╭─ Record list

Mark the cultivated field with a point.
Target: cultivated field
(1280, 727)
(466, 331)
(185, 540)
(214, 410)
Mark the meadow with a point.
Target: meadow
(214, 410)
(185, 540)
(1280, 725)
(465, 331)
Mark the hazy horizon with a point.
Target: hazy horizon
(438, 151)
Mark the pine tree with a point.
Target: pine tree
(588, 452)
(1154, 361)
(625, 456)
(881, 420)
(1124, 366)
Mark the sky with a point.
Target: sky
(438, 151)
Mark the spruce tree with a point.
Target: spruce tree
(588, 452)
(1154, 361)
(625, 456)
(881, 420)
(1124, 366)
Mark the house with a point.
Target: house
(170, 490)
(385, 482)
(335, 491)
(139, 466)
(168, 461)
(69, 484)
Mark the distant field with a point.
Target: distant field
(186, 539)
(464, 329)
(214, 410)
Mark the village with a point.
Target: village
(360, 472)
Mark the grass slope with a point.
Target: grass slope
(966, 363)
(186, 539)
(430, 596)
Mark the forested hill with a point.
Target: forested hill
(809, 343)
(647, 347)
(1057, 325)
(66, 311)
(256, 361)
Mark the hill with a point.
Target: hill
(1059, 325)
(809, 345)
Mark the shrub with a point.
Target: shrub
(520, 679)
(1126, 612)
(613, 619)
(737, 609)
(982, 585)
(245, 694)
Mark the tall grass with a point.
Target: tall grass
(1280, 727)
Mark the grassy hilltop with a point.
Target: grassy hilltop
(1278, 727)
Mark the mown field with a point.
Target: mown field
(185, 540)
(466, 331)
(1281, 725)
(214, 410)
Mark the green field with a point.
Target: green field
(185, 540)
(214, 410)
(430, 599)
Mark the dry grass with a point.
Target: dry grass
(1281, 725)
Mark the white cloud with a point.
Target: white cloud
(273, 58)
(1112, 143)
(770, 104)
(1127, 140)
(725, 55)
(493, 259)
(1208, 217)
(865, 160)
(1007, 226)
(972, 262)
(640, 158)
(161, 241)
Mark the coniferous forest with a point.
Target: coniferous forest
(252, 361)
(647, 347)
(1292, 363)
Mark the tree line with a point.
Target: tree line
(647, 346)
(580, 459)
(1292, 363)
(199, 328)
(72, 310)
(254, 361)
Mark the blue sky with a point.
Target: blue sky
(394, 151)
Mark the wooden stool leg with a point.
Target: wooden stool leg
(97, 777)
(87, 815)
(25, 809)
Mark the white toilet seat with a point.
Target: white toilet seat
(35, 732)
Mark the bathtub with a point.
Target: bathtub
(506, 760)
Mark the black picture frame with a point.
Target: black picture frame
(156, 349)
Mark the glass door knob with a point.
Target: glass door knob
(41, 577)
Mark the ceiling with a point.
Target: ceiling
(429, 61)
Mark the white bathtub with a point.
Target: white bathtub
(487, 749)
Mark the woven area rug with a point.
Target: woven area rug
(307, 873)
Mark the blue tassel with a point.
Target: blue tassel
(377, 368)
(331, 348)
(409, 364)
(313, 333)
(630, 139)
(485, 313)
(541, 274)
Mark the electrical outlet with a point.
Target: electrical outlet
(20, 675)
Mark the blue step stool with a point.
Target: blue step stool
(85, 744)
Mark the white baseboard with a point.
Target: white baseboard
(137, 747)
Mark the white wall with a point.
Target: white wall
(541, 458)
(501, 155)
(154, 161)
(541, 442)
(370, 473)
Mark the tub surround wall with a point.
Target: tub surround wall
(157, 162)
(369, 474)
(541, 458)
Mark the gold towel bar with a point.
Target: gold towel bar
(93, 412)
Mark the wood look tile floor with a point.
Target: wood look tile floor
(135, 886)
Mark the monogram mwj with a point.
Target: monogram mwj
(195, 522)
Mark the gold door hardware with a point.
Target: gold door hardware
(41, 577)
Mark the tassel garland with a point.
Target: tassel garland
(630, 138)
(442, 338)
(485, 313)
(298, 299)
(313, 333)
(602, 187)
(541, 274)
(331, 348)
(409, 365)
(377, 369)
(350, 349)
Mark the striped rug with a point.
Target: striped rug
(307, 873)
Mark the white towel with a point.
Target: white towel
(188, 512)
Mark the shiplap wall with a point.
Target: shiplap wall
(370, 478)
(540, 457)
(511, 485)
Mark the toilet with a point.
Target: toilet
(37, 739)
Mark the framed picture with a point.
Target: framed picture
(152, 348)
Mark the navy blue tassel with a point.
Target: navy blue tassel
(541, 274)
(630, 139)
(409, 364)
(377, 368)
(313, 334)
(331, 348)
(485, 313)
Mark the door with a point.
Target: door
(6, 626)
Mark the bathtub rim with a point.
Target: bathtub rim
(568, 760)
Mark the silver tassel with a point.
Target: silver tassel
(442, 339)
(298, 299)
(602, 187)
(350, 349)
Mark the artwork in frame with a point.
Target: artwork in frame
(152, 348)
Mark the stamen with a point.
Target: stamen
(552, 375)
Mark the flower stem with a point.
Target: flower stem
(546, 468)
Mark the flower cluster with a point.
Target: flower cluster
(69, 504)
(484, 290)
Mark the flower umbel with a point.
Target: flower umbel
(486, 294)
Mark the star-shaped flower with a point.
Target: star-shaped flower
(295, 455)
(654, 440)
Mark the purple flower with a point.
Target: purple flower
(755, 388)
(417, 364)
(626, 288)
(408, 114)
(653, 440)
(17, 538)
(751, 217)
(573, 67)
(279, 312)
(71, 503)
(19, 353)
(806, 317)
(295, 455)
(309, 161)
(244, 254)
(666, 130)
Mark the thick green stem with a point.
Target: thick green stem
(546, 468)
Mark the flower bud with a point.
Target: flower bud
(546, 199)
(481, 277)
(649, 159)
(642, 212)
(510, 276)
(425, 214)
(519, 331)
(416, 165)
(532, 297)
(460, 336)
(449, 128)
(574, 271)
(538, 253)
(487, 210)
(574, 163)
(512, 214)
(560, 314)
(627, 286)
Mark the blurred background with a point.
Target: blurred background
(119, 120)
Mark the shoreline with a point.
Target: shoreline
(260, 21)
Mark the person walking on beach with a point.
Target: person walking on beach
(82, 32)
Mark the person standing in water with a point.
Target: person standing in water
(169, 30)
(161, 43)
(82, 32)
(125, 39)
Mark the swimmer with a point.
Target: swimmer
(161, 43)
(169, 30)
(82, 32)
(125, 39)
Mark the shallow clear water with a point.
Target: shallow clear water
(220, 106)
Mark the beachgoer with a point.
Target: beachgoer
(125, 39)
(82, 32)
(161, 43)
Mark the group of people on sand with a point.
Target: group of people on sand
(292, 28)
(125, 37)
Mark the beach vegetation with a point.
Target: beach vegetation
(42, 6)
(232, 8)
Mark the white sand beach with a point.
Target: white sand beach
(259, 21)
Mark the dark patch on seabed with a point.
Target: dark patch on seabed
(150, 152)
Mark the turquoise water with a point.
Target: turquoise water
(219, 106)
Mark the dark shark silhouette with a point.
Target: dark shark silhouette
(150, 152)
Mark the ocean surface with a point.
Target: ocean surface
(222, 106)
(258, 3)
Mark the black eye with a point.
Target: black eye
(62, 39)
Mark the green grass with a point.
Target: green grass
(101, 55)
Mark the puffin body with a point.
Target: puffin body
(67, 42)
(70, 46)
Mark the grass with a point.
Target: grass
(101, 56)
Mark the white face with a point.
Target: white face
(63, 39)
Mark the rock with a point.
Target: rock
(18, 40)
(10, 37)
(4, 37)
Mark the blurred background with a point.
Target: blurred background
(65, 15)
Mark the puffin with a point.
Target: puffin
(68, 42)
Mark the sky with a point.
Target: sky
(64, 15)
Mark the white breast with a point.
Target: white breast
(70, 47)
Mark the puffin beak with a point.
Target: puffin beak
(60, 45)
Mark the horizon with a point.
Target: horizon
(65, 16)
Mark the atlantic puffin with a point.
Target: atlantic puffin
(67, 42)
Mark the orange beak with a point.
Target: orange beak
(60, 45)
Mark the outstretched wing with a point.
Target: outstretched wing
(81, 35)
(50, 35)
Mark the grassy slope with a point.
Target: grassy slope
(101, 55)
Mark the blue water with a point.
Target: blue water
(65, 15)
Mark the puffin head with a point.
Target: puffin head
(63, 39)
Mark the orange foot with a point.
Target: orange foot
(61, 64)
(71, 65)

╰─

| Given task |
From the line containing "Mark the green grass with a point." through the closing line of the material above, return every line exactly and omit all others.

| Result of this exercise |
Mark the green grass with a point.
Target: green grass
(101, 55)
Mark the puffin body with a point.
Target: puffin body
(67, 42)
(70, 46)
Mark the grass with a point.
Target: grass
(101, 56)
Mark the white face with a point.
Target: white face
(63, 39)
Mark the rock with a point.
Target: rock
(18, 40)
(10, 37)
(4, 37)
Mark the blurred background with a point.
Target: blurred background
(65, 15)
Mark the puffin with a point.
Target: puffin
(68, 42)
Mark the sky with a point.
Target: sky
(64, 15)
Mark the white breast with a point.
Target: white breast
(70, 47)
Mark the puffin beak with a point.
Target: puffin beak
(60, 45)
Mark the horizon with a point.
Target: horizon
(65, 16)
Mark the atlantic puffin with a point.
Target: atlantic puffin
(67, 42)
Mark the orange beak with a point.
Target: orange beak
(60, 45)
Mark the outstretched wing with a point.
Target: outstretched wing
(81, 35)
(50, 35)
Mark the grassy slope with a point.
Target: grassy slope
(101, 55)
Mark the blue water with a point.
Target: blue water
(65, 15)
Mark the puffin head with a point.
Target: puffin head
(63, 39)
Mark the orange foot with a point.
Target: orange foot
(61, 64)
(71, 65)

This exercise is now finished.